From: Markus Armbruster <armbru@redhat.com>

When a function returns 0 on success, negative value on error,
checking for non-zero suffices, but checking for negative is clearer.
So do that.

Signed-off-by: Markus Armbruster <armbru@redhat.com>
Reviewed-by: Fabiano Rosas <farosas@suse.de>
Reviewed-by: Juan Quintela <quintela@redhat.com>
Signed-off-by: Juan Quintela <quintela@redhat.com>
Message-ID: <20230928132019.2544702-30-armbru@redhat.com>
---
 migration/rdma.c | 82 ++++++++++++++++++++++++------------------------
 1 file changed, 41 insertions(+), 41 deletions(-)

diff --git a/migration/rdma.c b/migration/rdma.c
index 08a82d5e57..b0125b01cf 100644
--- a/migration/rdma.c
+++ b/migration/rdma.c
@@ -953,7 +953,7 @@ static int qemu_rdma_resolve_host(RDMAContext *rdma, Error **errp)
 
     /* create CM id */
     ret = rdma_create_id(rdma->channel, &rdma->cm_id, NULL, RDMA_PS_TCP);
-    if (ret) {
+    if (ret < 0) {
         ERROR(errp, "could not create channel id");
         goto err_resolve_create_id;
     }
@@ -974,10 +974,10 @@ static int qemu_rdma_resolve_host(RDMAContext *rdma, Error **errp)
 
         ret = rdma_resolve_addr(rdma->cm_id, NULL, e->ai_dst_addr,
                 RDMA_RESOLVE_TIMEOUT_MS);
-        if (!ret) {
+        if (ret >= 0) {
             if (e->ai_family == AF_INET6) {
                 ret = qemu_rdma_broken_ipv6_kernel(rdma->cm_id->verbs, errp);
-                if (ret) {
+                if (ret < 0) {
                     continue;
                 }
             }
@@ -994,7 +994,7 @@ route:
     qemu_rdma_dump_gid("source_resolve_addr", rdma->cm_id);
 
     ret = rdma_get_cm_event(rdma->channel, &cm_event);
-    if (ret) {
+    if (ret < 0) {
         ERROR(errp, "could not perform event_addr_resolved");
         goto err_resolve_get_addr;
     }
@@ -1010,13 +1010,13 @@ route:
 
     /* resolve route */
     ret = rdma_resolve_route(rdma->cm_id, RDMA_RESOLVE_TIMEOUT_MS);
-    if (ret) {
+    if (ret < 0) {
         ERROR(errp, "could not resolve rdma route");
         goto err_resolve_get_addr;
     }
 
     ret = rdma_get_cm_event(rdma->channel, &cm_event);
-    if (ret) {
+    if (ret < 0) {
         ERROR(errp, "could not perform event_route_resolved");
         goto err_resolve_get_addr;
     }
@@ -1124,7 +1124,7 @@ static int qemu_rdma_alloc_qp(RDMAContext *rdma)
     attr.qp_type = IBV_QPT_RC;
 
     ret = rdma_create_qp(rdma->cm_id, rdma->pd, &attr);
-    if (ret) {
+    if (ret < 0) {
         return -1;
     }
 
@@ -1567,7 +1567,7 @@ static int qemu_rdma_wait_comp_channel(RDMAContext *rdma,
 
                 if (pfds[1].revents) {
                     ret = rdma_get_cm_event(rdma->channel, &cm_event);
-                    if (ret) {
+                    if (ret < 0) {
                         error_report("failed to get cm event while wait "

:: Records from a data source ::
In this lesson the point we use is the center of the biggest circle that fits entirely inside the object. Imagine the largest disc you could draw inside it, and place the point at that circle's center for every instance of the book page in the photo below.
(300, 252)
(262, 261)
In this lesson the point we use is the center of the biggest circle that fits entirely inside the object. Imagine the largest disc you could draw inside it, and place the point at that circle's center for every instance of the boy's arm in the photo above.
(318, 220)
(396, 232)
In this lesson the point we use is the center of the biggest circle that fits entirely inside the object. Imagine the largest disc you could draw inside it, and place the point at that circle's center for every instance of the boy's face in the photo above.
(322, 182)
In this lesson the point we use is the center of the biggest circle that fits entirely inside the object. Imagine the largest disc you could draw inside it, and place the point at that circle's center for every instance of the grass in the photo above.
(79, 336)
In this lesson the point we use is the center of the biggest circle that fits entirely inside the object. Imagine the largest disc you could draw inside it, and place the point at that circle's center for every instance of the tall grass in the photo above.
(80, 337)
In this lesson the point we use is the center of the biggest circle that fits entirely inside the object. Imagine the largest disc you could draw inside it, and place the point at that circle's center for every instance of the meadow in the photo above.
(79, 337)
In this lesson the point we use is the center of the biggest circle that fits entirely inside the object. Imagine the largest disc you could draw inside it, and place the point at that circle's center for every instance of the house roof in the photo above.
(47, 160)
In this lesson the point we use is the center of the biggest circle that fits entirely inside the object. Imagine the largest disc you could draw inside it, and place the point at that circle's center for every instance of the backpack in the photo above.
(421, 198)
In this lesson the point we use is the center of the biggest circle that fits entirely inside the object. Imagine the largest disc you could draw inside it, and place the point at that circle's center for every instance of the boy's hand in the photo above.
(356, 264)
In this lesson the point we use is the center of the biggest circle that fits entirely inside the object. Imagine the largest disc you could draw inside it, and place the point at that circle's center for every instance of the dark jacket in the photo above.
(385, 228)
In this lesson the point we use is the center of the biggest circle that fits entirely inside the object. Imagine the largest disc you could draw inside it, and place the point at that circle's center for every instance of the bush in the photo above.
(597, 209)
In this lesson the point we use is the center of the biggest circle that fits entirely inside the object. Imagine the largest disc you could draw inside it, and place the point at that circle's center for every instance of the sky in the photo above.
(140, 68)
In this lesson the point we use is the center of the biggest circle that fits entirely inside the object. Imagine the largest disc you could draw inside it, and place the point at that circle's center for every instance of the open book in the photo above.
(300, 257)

:: Written request 1 ::
Extract each line of the records that contains the string "grass", matching case exactly.
:: Written request 2 ::
Carry on the patch to migration/rdma.c from the point where it ends.

:: Task answer 1 ::
In this lesson the point we use is the center of the biggest circle that fits entirely inside the object. Imagine the largest disc you could draw inside it, and place the point at that circle's center for every instance of the grass in the photo above.
In this lesson the point we use is the center of the biggest circle that fits entirely inside the object. Imagine the largest disc you could draw inside it, and place the point at that circle's center for every instance of the tall grass in the photo above.

:: Task answer 2 ::
                                      "completion channel");
                         return -1;
@@ -1668,12 +1668,12 @@ static int qemu_rdma_block_for_wrid(RDMAContext *rdma,
 
     while (1) {
         ret = qemu_rdma_wait_comp_channel(rdma, ch);
-        if (ret) {
+        if (ret < 0) {
             goto err_block_for_wrid;
         }
 
         ret = ibv_get_cq_event(ch, &cq, &cq_ctx);
-        if (ret) {
+        if (ret < 0) {
             /*
              * FIXME perror() is problematic, because ibv_reg_mr() is
              * not documented to set errno.  Will go away later in
@@ -1911,7 +1911,7 @@ static int qemu_rdma_exchange_send(RDMAContext *rdma, RDMAControlHeader *head,
      */
     if (resp) {
         ret = qemu_rdma_post_recv_control(rdma, RDMA_WRID_DATA);
-        if (ret) {
+        if (ret < 0) {
             error_report("rdma migration: error posting"
                     " extra control recv for anticipated result!");
             return -1;
@@ -1922,7 +1922,7 @@ static int qemu_rdma_exchange_send(RDMAContext *rdma, RDMAControlHeader *head,
      * Post a WR to replace the one we just consumed for the READY message.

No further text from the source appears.